Parto dalla mia esperienza: sono cresciuto in una parrocchia dove la formazione per i giovani girava intorno alla parola di Dio, applicata alla vita concreta, ma anche ad altre componenti umane: lo sport visto non come una competizione fine a se stessa, ma una scuola di vita dove capivi che la sconfitta di oggi forgiava lo spirito per la vittoria di domani, come nella vita; e la visione di opere cinematografiche di autori come Pasolini, Bergman… spiegati in dibattiti dai quali ho colto che un film non è solo un divertimento, ma contiene una lezione di vita. Tutto questo cambiò la mia struttura mentale. È in questa parrocchia che nacque anche la classe rivoluzionaria che si ribellò alla dittatura. Inoltre, al liceo, venivano a farci lezione dei sacerdoti professori di filosofia o scienze umane all’Università. Per questo sostengo che l’educazione che possono dare dei buoni sacerdoti ben formati non può essere impartita da altre persone. Oggi l’istruzione in Paraguay ha un livello infimo; anche nelle scuole cattoliche i giovani non sanno interpretare un testo, non sanno scrivere bene e neppure parlare. Anche nel campo artistico, il teatro e la danza si perdono nella scelta della pettinatura e del vestito e si convertono in frivolezza. L’arte per me è leggere i classici, innanzitutto, imparare a interpretarli, estrarne orientamenti per tutta la vita. Lo stesso vale per la musica: ho vissuto gli anni sessanta e settanta, il flower power (cultura hippy, anche nota con il termine “figli dei fiori”), ma vi ho visto dietro una rivoluzione culturale con delle rivendicazioni sociali, mentre oggi, dietro certa musica, vi è solo un grande vuoto culturale e di senso. La Chiesa può aiutare molto avvicinandosi a questi mondi culturali.

Ovunque operi, la Chiesa è chiamata a dare le ragioni della sua fede, al di là dell’emotività e di una religiosità che è solo tradizione. Ripeto la parola frivolezza: molti si accontentano della festa patronale, della superficie, solo una minoranza va oltre. Oggi abbiamo a che fare con un nuovo paganesimo, con i poveri di spirito, ai quali occorre far sentire, oltre alla nostra vicinanza, che vi è molto di più nella vita.

  • Da uomo di cultura, come vede la realtà di Ypacaraí, la sua storia culturale, il suo presente?

- [DATI FORNITI]:
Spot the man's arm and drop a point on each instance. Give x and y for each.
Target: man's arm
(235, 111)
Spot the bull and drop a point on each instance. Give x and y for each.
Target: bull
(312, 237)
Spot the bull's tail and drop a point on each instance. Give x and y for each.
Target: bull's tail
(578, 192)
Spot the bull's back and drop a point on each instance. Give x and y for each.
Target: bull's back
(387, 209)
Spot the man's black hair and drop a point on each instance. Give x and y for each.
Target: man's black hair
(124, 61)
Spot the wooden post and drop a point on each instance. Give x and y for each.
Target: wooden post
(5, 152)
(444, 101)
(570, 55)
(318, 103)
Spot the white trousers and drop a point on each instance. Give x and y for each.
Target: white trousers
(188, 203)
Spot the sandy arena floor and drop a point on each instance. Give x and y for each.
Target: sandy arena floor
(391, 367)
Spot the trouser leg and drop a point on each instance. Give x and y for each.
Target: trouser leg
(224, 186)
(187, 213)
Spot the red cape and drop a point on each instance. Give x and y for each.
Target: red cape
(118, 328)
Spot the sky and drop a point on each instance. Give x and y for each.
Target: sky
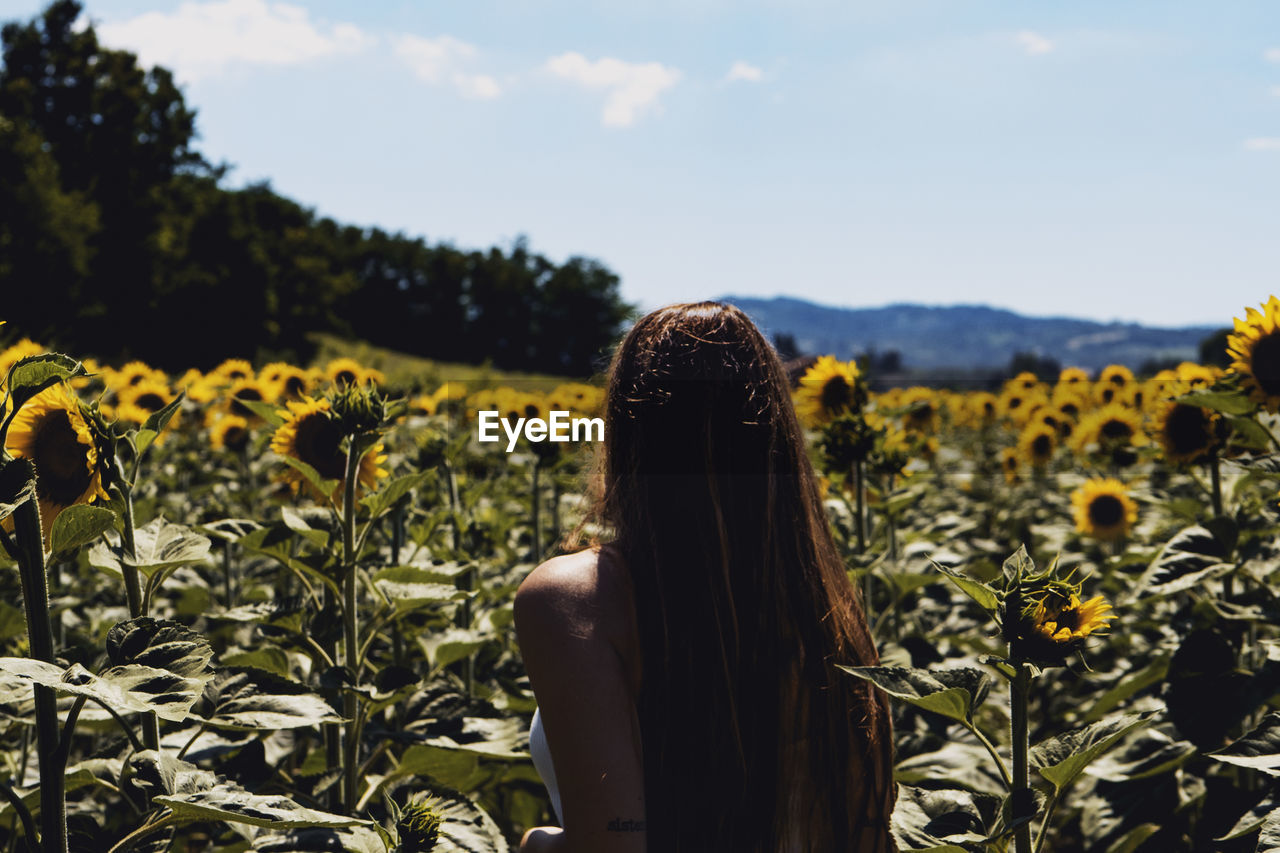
(1097, 159)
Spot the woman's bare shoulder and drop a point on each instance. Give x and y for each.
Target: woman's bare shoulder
(575, 587)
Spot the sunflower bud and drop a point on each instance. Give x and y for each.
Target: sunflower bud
(359, 409)
(1043, 619)
(419, 828)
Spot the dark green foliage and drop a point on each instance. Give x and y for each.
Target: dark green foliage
(123, 242)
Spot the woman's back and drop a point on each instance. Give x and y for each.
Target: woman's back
(728, 598)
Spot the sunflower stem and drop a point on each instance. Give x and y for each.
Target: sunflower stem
(350, 626)
(1022, 799)
(40, 635)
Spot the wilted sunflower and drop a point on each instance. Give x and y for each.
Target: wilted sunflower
(920, 413)
(1104, 509)
(53, 432)
(1185, 432)
(10, 356)
(1009, 464)
(311, 434)
(827, 389)
(1073, 377)
(1255, 349)
(229, 432)
(251, 391)
(233, 370)
(140, 401)
(1037, 443)
(344, 372)
(1110, 428)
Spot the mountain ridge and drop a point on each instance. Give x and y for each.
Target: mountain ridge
(968, 336)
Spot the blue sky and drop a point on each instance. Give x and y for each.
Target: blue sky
(1087, 159)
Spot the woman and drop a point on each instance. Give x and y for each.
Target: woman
(685, 673)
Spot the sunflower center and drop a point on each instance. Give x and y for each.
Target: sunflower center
(236, 438)
(246, 393)
(151, 401)
(1115, 430)
(1106, 511)
(835, 393)
(62, 460)
(319, 445)
(1187, 429)
(1265, 363)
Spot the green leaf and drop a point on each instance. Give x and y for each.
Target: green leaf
(976, 589)
(1061, 758)
(941, 820)
(1018, 566)
(31, 375)
(319, 839)
(159, 643)
(229, 802)
(1258, 749)
(159, 546)
(270, 413)
(256, 701)
(387, 496)
(158, 420)
(1225, 402)
(126, 689)
(78, 525)
(311, 475)
(952, 693)
(17, 484)
(411, 587)
(295, 521)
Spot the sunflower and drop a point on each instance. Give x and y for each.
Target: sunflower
(229, 432)
(1043, 619)
(827, 389)
(1104, 509)
(344, 372)
(1009, 463)
(252, 391)
(140, 401)
(53, 432)
(1185, 432)
(1070, 620)
(311, 434)
(1037, 443)
(233, 370)
(10, 356)
(1115, 374)
(132, 374)
(1073, 377)
(922, 410)
(1109, 428)
(1255, 349)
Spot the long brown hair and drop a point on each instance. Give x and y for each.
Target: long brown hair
(753, 740)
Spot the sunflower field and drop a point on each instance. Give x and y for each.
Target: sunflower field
(269, 607)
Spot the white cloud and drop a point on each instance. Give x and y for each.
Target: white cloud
(1262, 144)
(745, 72)
(1033, 44)
(440, 62)
(205, 39)
(632, 87)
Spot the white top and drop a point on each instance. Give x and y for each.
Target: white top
(542, 755)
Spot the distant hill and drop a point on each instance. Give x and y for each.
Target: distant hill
(967, 337)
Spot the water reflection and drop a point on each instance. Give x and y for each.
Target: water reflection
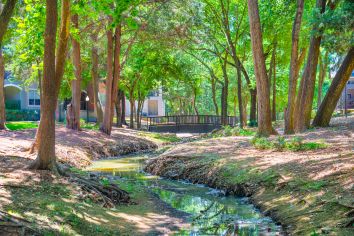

- [SERIE DI ESERCIZI]:
a: Puoi riscrivere in forma di elenco il paragrafo del testo di studio che comincia con «Ovunque operi, la Chiesa», conservandone i fatti principali?
b: Secondo il testo di studio, che livello ha oggi l'istruzione in Paraguay?
c: Puoi proseguire il testo di studio sulla Chiesa e la cultura scrivendo il seguito della sua ultima frase?

- [RISULTATI]:
a:
- La Chiesa, ovunque operi, è chiamata a dare le ragioni della sua fede, al di là dell'emotività e di una religiosità che è solo tradizione.
- Molti si accontentano della festa patronale e della superficie; solo una minoranza va oltre.
- Oggi si ha a che fare con un nuovo paganesimo, con i poveri di spirito.
- Ai poveri di spirito bisogna far sentire la propria vicinanza e che nella vita c'è molto di più.

b: Un livello infimo.

c:
Ypacaraí è stata ed è una città ribelle, di storica resistenza a un regime totalitario e questo spirito ancora si sente. È forte il ricordo di quando la dittatura proibì il Festival del Lago di Ypacaraí – arrivato quest’anno alla cinquantesima edizione e che fa di Ypacaraí la capitale folclorica del Paraguay – ed esso si realizzò, sfidando il regime, nel recinto della parrocchia accerchiata dai militari.

Vi è la coscienza di avere una storia e un presente di cultura, ma mancano i veri maestri.

Sto dirigendo un laboratorio con giovani che producono musica, audiovisivi, cortometraggi. Fanno parte di quel settore che non si perde nel vuoto edonismo, ma che sta cercando opportunità di formarsi seriamente.

Sono ottimista, nonostante tutto, e amo pensare alla Chiesa come animatrice, formatrice, tra la gente, alla radio, in internet. Ho ricevuto tutte le omelie del padre Emilio durante la pandemia e voglio accedere ad altri suoi scritti.

A Ypacaraí vi è anche un mondo sotterraneo, gruppi in contatto con la magia nera, il satanismo. Sta crescendo il consumo della droga, i ragazzi si consumano il cervello con il crack, la piazza cittadina di notte è tutta loro e i genitori sono gli ultimi a saperlo, perché anche la paternità è vissuta come una mise en scène.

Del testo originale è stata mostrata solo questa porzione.